What you will do -> Write out the data below, reproducing every line without any change.

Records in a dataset
========================================================================
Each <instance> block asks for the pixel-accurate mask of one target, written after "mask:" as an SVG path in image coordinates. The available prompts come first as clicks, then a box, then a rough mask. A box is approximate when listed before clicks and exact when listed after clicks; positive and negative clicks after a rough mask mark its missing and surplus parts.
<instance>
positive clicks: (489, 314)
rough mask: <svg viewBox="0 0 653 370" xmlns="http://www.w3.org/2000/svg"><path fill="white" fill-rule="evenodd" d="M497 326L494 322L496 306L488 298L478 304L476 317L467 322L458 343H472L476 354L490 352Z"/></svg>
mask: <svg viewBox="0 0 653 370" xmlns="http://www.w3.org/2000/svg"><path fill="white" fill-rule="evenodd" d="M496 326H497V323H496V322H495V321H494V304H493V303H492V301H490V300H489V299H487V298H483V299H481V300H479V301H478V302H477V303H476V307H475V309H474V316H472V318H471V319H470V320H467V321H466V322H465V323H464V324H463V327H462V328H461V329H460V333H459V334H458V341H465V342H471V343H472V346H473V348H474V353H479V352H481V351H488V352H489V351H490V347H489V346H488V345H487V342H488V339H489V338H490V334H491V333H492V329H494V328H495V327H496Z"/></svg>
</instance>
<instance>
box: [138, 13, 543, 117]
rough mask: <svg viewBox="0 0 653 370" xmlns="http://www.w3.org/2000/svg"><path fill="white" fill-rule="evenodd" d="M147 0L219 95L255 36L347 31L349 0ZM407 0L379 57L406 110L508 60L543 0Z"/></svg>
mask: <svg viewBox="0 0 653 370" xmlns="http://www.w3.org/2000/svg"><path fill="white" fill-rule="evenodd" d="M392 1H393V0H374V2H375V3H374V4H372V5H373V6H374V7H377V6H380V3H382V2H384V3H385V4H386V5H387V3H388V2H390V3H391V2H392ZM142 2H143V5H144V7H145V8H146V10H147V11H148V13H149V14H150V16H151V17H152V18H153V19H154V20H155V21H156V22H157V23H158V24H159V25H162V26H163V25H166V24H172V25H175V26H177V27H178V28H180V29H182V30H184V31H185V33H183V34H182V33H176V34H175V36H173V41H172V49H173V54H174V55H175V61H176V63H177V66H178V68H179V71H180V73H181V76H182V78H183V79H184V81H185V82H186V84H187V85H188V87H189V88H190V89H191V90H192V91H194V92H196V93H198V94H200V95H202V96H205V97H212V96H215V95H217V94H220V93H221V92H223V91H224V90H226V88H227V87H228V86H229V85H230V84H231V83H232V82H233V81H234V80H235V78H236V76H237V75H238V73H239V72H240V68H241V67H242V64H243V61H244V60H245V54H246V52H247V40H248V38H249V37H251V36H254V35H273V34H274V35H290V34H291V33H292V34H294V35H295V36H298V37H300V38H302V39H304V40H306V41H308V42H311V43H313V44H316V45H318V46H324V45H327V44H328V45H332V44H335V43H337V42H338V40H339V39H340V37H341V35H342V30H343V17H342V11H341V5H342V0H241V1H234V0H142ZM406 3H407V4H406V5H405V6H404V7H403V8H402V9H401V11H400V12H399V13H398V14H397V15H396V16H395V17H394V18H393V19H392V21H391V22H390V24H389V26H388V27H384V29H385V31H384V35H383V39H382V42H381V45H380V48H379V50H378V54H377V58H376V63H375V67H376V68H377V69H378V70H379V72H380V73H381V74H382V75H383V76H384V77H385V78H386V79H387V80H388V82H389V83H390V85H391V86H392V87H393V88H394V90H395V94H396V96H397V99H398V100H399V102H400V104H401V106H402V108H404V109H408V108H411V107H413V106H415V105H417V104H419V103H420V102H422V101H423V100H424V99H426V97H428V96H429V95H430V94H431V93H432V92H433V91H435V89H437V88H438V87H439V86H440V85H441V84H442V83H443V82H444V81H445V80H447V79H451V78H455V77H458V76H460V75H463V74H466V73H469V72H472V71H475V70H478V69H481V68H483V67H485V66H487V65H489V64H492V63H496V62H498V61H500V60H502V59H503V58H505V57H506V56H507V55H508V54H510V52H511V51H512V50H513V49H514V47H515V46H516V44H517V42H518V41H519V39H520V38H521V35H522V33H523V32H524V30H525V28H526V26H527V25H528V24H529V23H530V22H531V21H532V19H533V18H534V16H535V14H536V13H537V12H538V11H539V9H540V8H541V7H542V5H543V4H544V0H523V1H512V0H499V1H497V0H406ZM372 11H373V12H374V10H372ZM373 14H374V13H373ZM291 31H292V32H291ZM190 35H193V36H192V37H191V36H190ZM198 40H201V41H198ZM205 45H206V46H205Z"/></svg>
========================================================================
Task result ->
Each <instance> block asks for the pixel-accurate mask of one target, written after "mask:" as an SVG path in image coordinates. The available prompts come first as clicks, then a box, then a rough mask. A box is approximate when listed before clicks and exact when listed after clicks; positive and negative clicks after a rough mask mark its missing and surplus parts.
<instance>
positive clicks: (489, 314)
rough mask: <svg viewBox="0 0 653 370" xmlns="http://www.w3.org/2000/svg"><path fill="white" fill-rule="evenodd" d="M497 326L494 322L496 306L488 298L478 304L476 317L467 322L458 343H472L476 354L490 352Z"/></svg>
mask: <svg viewBox="0 0 653 370" xmlns="http://www.w3.org/2000/svg"><path fill="white" fill-rule="evenodd" d="M496 326H497V323H496V322H495V321H494V304H493V303H492V301H490V300H489V299H487V298H483V299H481V300H479V301H478V302H477V303H476V307H475V309H474V316H472V318H471V319H470V320H467V321H466V322H465V323H464V324H463V327H462V328H461V329H460V333H459V334H458V341H465V342H471V343H472V346H473V348H474V353H479V352H481V351H488V352H489V351H490V347H489V346H488V345H487V342H488V339H489V338H490V334H491V333H492V329H494V328H495V327H496Z"/></svg>
</instance>
<instance>
box: [138, 13, 543, 117]
rough mask: <svg viewBox="0 0 653 370" xmlns="http://www.w3.org/2000/svg"><path fill="white" fill-rule="evenodd" d="M147 0L219 95L255 36L347 31L349 0ZM407 0L379 57L406 110L508 60L543 0Z"/></svg>
mask: <svg viewBox="0 0 653 370" xmlns="http://www.w3.org/2000/svg"><path fill="white" fill-rule="evenodd" d="M392 1H393V0H374V2H375V3H374V4H372V5H373V6H374V7H377V6H380V3H382V2H384V3H385V4H386V5H387V3H388V2H390V3H391V2H392ZM142 2H143V5H144V7H145V8H146V10H147V11H148V13H149V14H150V16H151V17H152V18H153V19H154V20H155V21H156V22H157V23H158V24H159V25H162V26H163V25H166V24H172V25H175V26H177V27H178V28H180V29H182V30H184V31H185V33H183V34H182V33H176V34H175V36H173V41H172V49H173V54H174V55H175V61H176V63H177V66H178V68H179V71H180V73H181V76H182V78H183V79H184V81H185V82H186V84H187V85H188V87H189V88H190V89H191V90H192V91H194V92H196V93H198V94H200V95H202V96H205V97H212V96H215V95H217V94H220V93H221V92H223V91H224V90H226V88H227V87H228V86H229V85H230V84H231V83H232V82H233V81H234V80H235V78H236V76H237V75H238V73H239V72H240V68H241V67H242V64H243V61H244V60H245V54H246V52H247V40H248V38H249V37H251V36H254V35H273V34H274V35H290V34H291V33H292V34H294V35H295V36H298V37H300V38H302V39H304V40H306V41H308V42H311V43H313V44H316V45H318V46H324V45H327V44H328V45H332V44H335V43H337V42H338V40H339V39H340V37H341V35H342V30H343V17H342V11H341V5H342V0H241V1H234V0H142ZM406 3H407V4H406V5H405V6H404V7H403V8H402V9H401V11H400V12H399V13H398V14H397V15H396V16H395V17H394V18H393V19H392V21H391V22H390V24H389V26H388V27H384V29H385V31H384V35H383V39H382V42H381V45H380V48H379V50H378V54H377V58H376V63H375V67H376V68H377V69H378V70H379V72H380V73H381V74H382V75H383V76H384V77H385V78H386V79H387V80H388V82H389V83H390V85H391V86H392V87H393V88H394V90H395V94H396V96H397V99H398V100H399V102H400V104H401V106H402V108H404V109H408V108H411V107H413V106H415V105H417V104H419V103H420V102H422V101H423V100H424V99H426V97H428V96H429V95H430V94H431V93H432V92H433V91H435V89H437V88H438V87H439V86H440V85H441V84H442V83H443V82H444V81H445V80H447V79H451V78H455V77H458V76H460V75H463V74H466V73H469V72H472V71H475V70H478V69H481V68H483V67H485V66H487V65H489V64H492V63H496V62H498V61H500V60H502V59H503V58H505V57H506V56H507V55H508V54H510V52H511V51H512V50H513V49H514V47H515V46H516V44H517V42H518V41H519V39H520V38H521V35H522V33H523V32H524V30H525V28H526V26H527V25H528V24H529V23H530V22H531V21H532V19H533V18H534V16H535V14H536V13H537V12H538V11H539V9H540V8H541V7H542V5H543V4H544V0H523V1H512V0H499V1H497V0H406ZM372 11H373V12H374V10H372ZM373 14H374V13H373ZM291 31H292V32H291ZM190 35H193V36H192V37H191V36H190ZM198 40H201V41H198ZM205 45H206V46H205Z"/></svg>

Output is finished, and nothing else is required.